• **PROBLEMS TO WORK ON**:
**1)** According to the article on the Cayman Islands' strained ties with the U.K., where was the Commonwealth Parliamentary Association conference held?
**2)** Reproduce word for word the passage of the article on the Cayman Islands' strained ties with the U.K. between "These developments were" and "entering the U.K.", inclusive.

With constant threats of blacklists, gray lists and other financial sanctions, the Cayman Islands and other British Overseas Territories have a long-standing contentious relationship with international bodies such as the European Union and the Organisation for Economic Co-operation and Development.
But lately, tensions have also been mounting between those jurisdictions and the United Kingdom – a relationship that has been friendlier in recent decades. This affiliation has been strained due to recent U.K. legislation that is expected to hamstring many of the British Overseas Territories’ financial jurisdictions, as well as the perception that the U.K. has failed to provide adequate help in the wake of recent natural disasters.
These developments were discussed by government officials across the Commonwealth last month at the Commonwealth Parliamentary Association conference, which was held in Cayman. There, government leaders proposed tighter bonds between Caribbean and Commonwealth jurisdictions in order to tackle common problems.
Such alliances have worked in the past, most recently to help resolve the “Windrush scandal,” Premier Alden McLaughlin said at the start of the conference. The Windrush scandal happened earlier this year, when members of the Windrush generation – people who arrived in the U.K. from 1948 onwards, many of them from the Caribbean – were illegally deported or prevented from entering the U.K.

• **INFORMATION PROVIDED**:
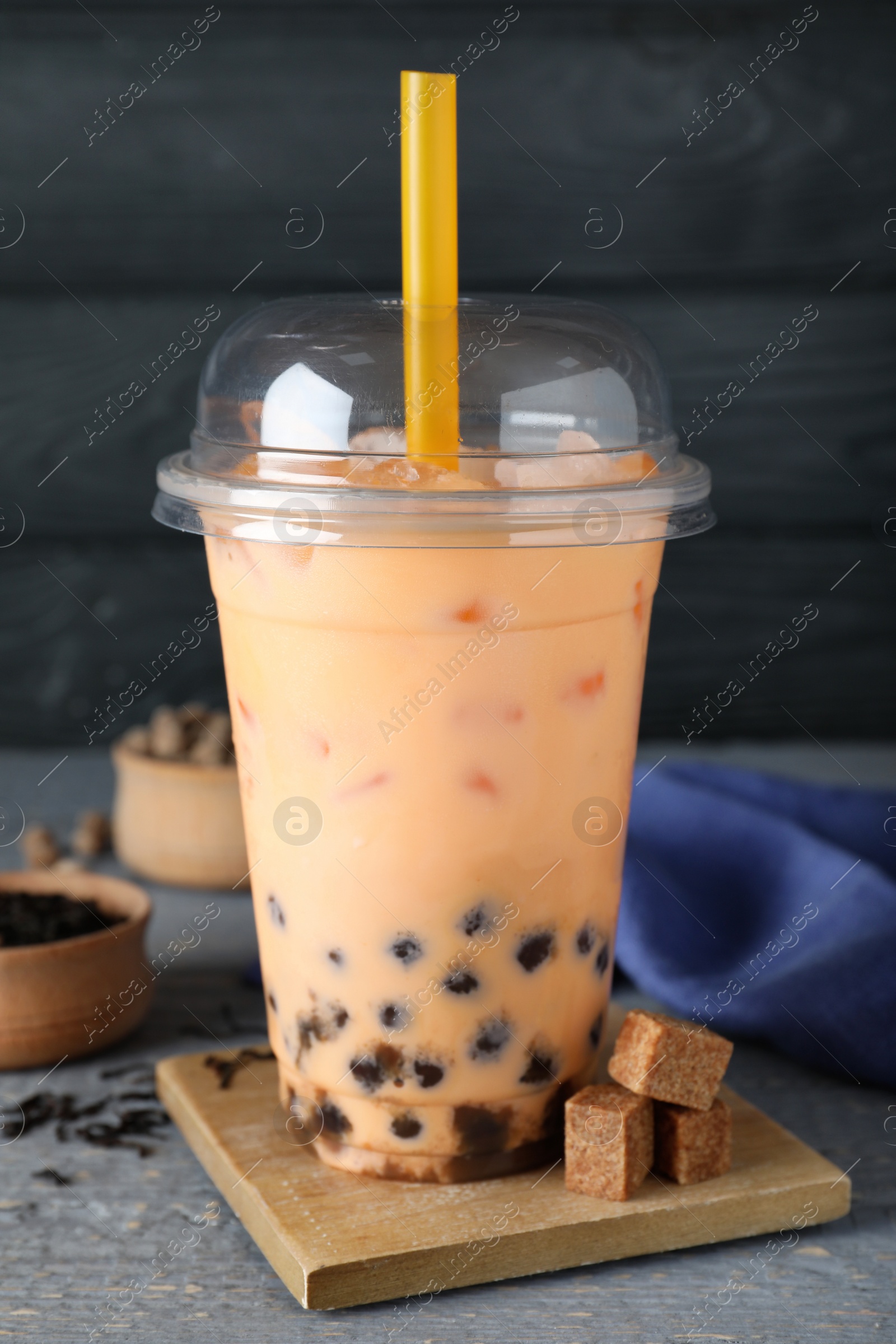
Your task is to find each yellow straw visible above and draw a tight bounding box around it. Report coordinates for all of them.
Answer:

--

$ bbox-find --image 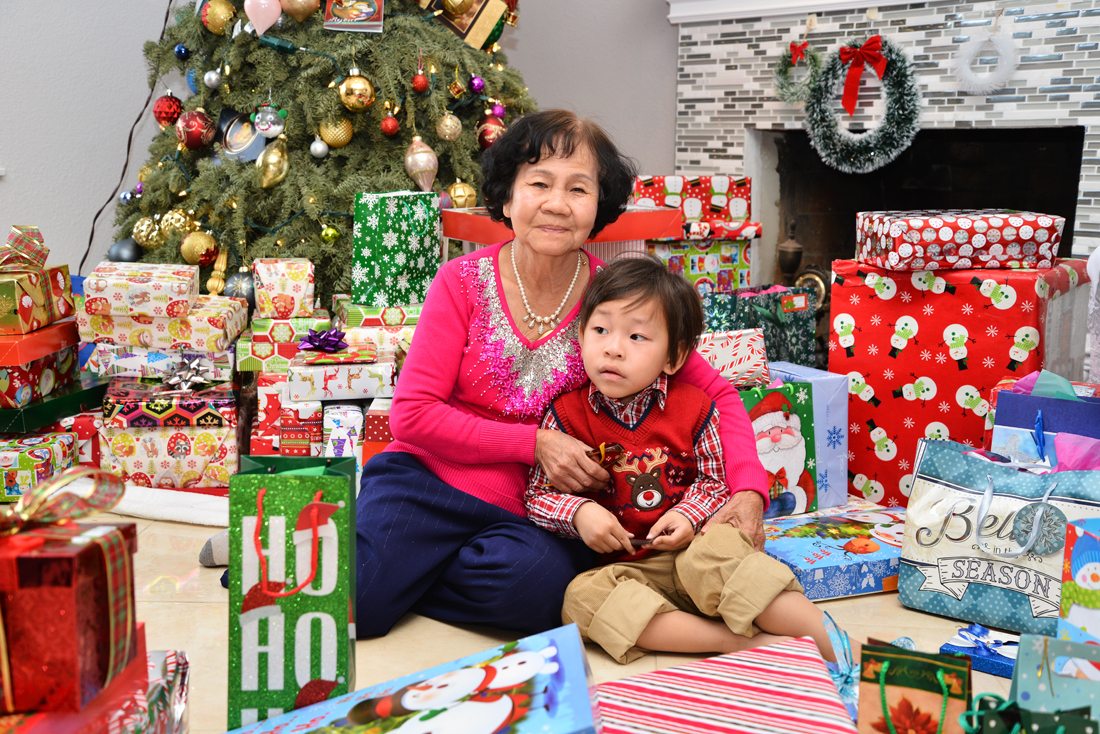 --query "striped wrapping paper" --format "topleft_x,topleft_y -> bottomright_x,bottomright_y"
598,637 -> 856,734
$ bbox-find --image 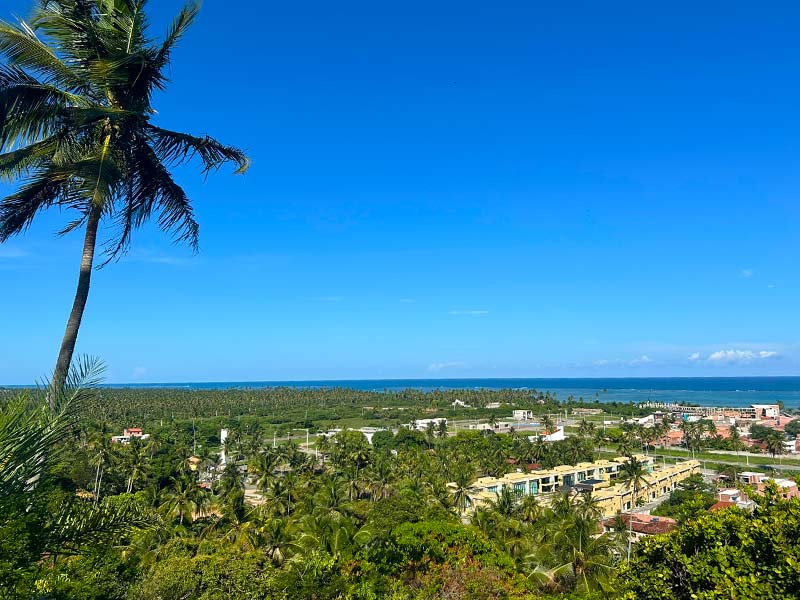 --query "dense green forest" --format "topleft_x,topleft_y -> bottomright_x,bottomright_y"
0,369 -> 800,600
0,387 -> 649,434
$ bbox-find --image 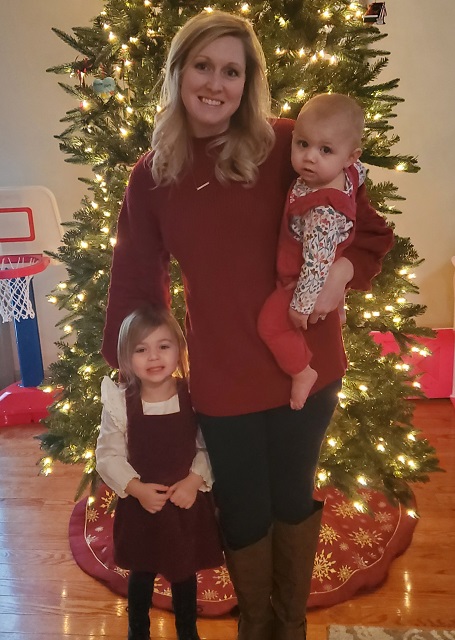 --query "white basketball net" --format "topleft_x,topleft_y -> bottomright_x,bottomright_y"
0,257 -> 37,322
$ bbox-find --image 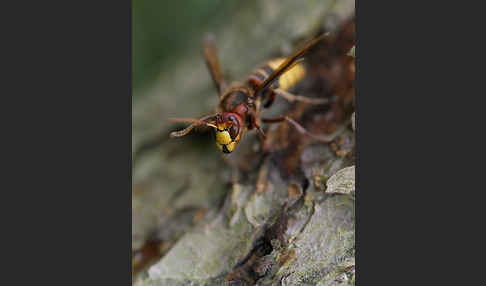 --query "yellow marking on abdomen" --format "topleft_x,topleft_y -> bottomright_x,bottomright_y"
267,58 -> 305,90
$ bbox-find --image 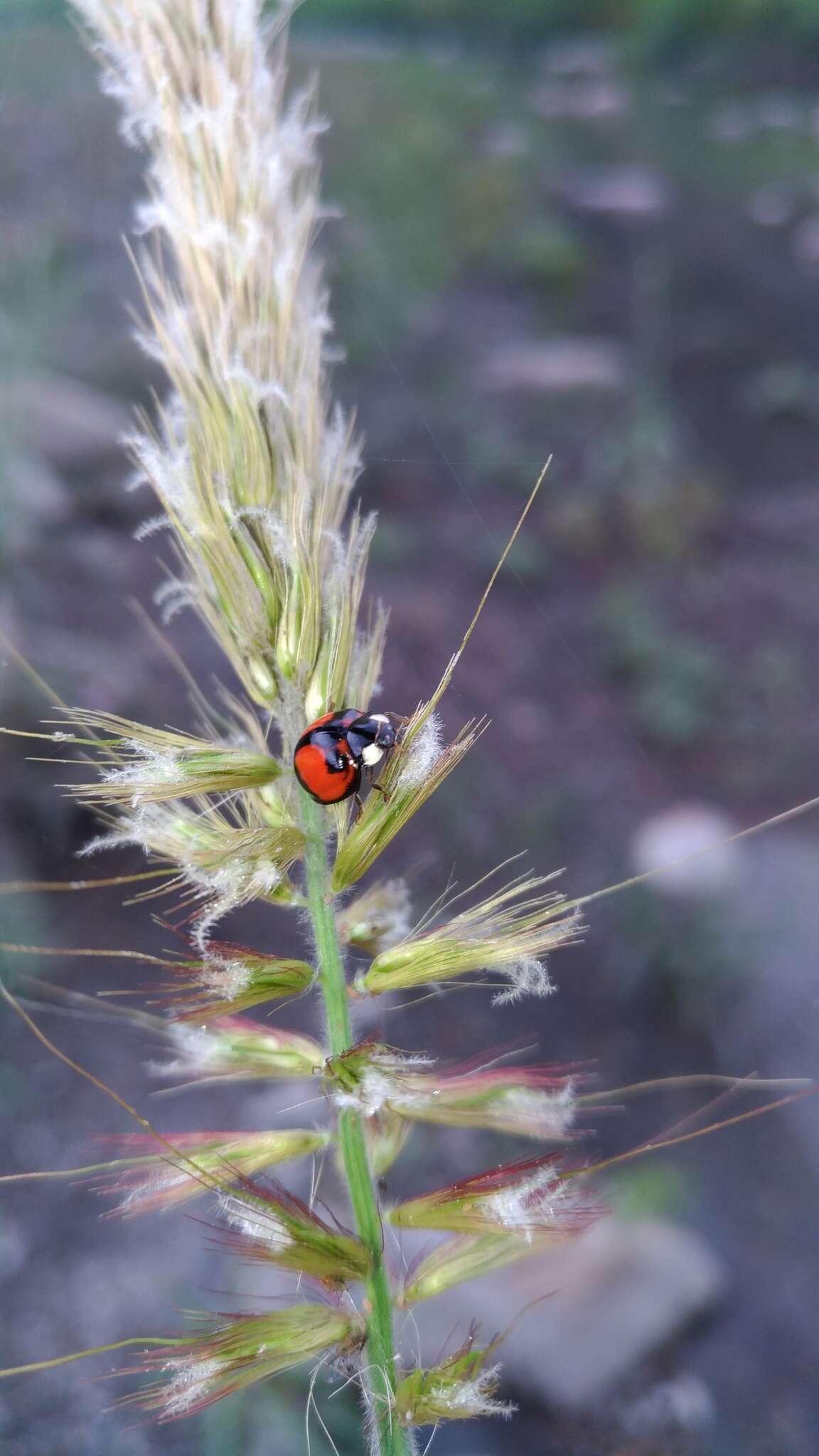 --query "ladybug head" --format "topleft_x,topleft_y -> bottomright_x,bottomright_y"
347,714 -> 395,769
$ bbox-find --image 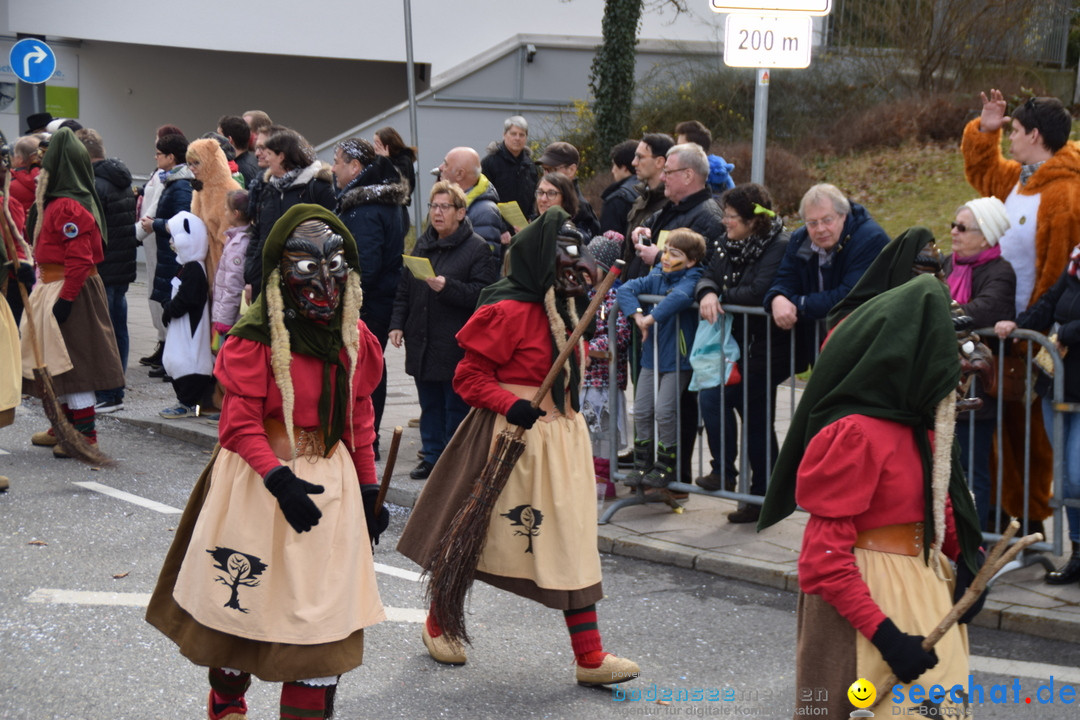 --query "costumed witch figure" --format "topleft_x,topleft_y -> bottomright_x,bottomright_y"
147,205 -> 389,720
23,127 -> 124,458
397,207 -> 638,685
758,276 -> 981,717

• **ANSWERS IN ORDER**:
**1)** In Cayman.

**2)**
These developments were discussed by government officials across the Commonwealth last month at the Commonwealth Parliamentary Association conference, which was held in Cayman. There, government leaders proposed tighter bonds between Caribbean and Commonwealth jurisdictions in order to tackle common problems.
Such alliances have worked in the past, most recently to help resolve the “Windrush scandal,” Premier Alden McLaughlin said at the start of the conference. The Windrush scandal happened earlier this year, when members of the Windrush generation – people who arrived in the U.K. from 1948 onwards, many of them from the Caribbean – were illegally deported or prevented from entering the U.K.